__Required work__: When you give the entries again, keep every word as it stands and drop the pictures.

[Point localization data]
#####

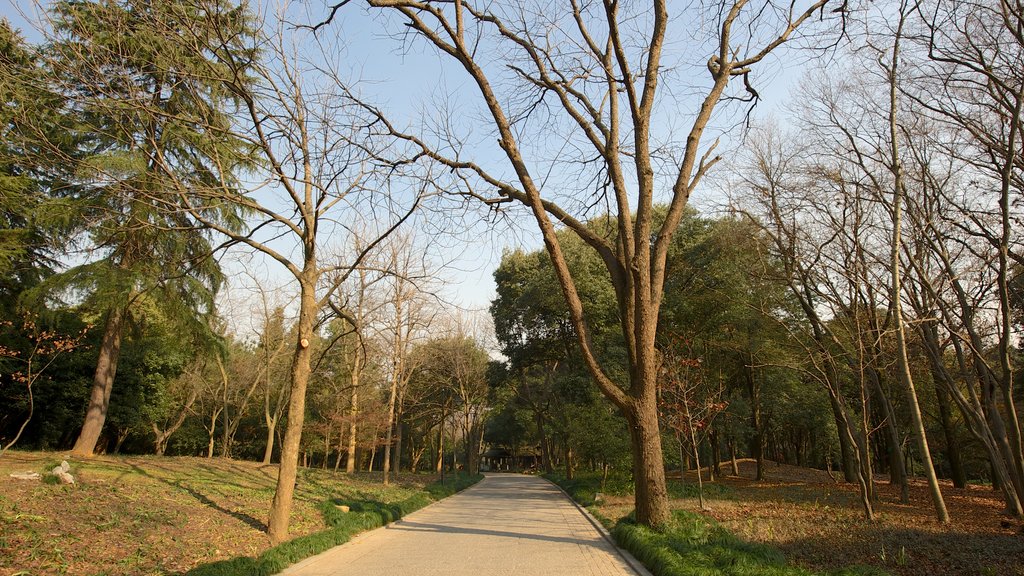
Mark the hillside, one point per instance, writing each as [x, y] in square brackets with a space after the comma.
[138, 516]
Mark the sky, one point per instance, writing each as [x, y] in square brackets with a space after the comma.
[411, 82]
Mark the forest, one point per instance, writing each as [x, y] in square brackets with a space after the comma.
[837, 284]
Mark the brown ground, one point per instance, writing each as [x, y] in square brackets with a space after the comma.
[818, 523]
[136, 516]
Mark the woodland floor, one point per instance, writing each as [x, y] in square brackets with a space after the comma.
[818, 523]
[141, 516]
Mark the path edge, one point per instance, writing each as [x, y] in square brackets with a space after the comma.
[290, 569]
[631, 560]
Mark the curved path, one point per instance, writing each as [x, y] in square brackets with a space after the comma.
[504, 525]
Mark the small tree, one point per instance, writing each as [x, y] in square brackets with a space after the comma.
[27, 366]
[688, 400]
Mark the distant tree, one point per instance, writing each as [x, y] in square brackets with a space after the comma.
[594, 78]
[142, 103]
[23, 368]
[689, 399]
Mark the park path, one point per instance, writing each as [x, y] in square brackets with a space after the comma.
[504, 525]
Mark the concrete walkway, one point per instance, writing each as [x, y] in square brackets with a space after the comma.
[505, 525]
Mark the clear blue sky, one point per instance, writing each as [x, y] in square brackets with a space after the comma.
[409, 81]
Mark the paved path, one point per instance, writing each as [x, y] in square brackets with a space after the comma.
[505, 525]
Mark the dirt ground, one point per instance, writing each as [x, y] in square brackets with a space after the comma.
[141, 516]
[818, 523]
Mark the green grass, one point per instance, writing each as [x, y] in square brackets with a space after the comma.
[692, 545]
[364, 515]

#####

__Result of this exercise__:
Mark the hillside, one point per instance, writing each as [x, y] in square brackets with a space after the comma.
[138, 516]
Mark the sky, one point per instance, writing each as [x, y] in square brackets with a space after the comma.
[411, 82]
Mark the forest, one point per instance, writing each as [x, y] in square brackets with a space after the comma.
[837, 284]
Mark the brown ground, one point per instance, writing each as [x, y] in square brackets with a space after the comma.
[818, 523]
[136, 516]
Mark the woodland floor, one point per instance, writing each as [x, y] in square brackets with a space after the comma.
[818, 523]
[141, 516]
Mark the path edge, one point per instance, writing each as [x, y] in square brackets with a space after the comma.
[290, 569]
[631, 560]
Mark the curved path, one point per instance, writing each as [x, y] in square brackets with a space after the comma.
[504, 525]
Mark the small tree, one point per instance, writing each as [x, y] in square brackets with a space after the comma.
[27, 366]
[688, 400]
Mark the distant tree, one point per instance, writing each as [x, y] in square brackets with a space after the comma.
[594, 78]
[142, 103]
[23, 368]
[689, 399]
Mark the park path, one point per instance, writing each as [x, y] in square brackets with a space after the comma.
[504, 525]
Mark the concrete walkway, one point per instance, writing each as [x, y] in square brackets with a space after the comma.
[505, 525]
Mark the clear blue sky, one point per instance, writing each as [x, y] in square brackets with a space after the comma.
[409, 81]
Mark the paved path, one point per instance, writing each as [x, y] in square brackets with a space after the comma.
[505, 525]
Mark the dirt ground, one point per instance, writing each as [x, y] in square brackets with a space after the comma.
[141, 516]
[818, 523]
Mark the green grass, one point per instance, writing each as [x, y] in square brackets with a space after the comma.
[692, 545]
[364, 515]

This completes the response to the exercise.